• _What you need to do_: Which lines in the records below contain the word "annotations"? Copy each of them in full.

• _Records supplied_:

================

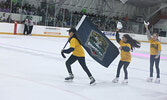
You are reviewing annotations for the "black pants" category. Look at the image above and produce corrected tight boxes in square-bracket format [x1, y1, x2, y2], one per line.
[150, 55, 160, 78]
[23, 25, 29, 35]
[66, 55, 92, 77]
[116, 61, 130, 79]
[29, 26, 33, 34]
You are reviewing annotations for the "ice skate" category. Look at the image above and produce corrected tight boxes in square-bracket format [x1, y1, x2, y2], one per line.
[90, 76, 96, 85]
[112, 78, 119, 83]
[65, 74, 74, 81]
[155, 78, 160, 84]
[122, 79, 128, 85]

================

• _Result for this task_:
You are reviewing annotations for the "black pants" category. Look at the image above and produce corrected tight boxes in square-bracket format [x1, y1, x2, y2], one per line.
You are reviewing annotations for the "ice skate" category. Look at the image above and produce corrected tight boxes in square-bracket format [x1, y1, x2, y2], one per line.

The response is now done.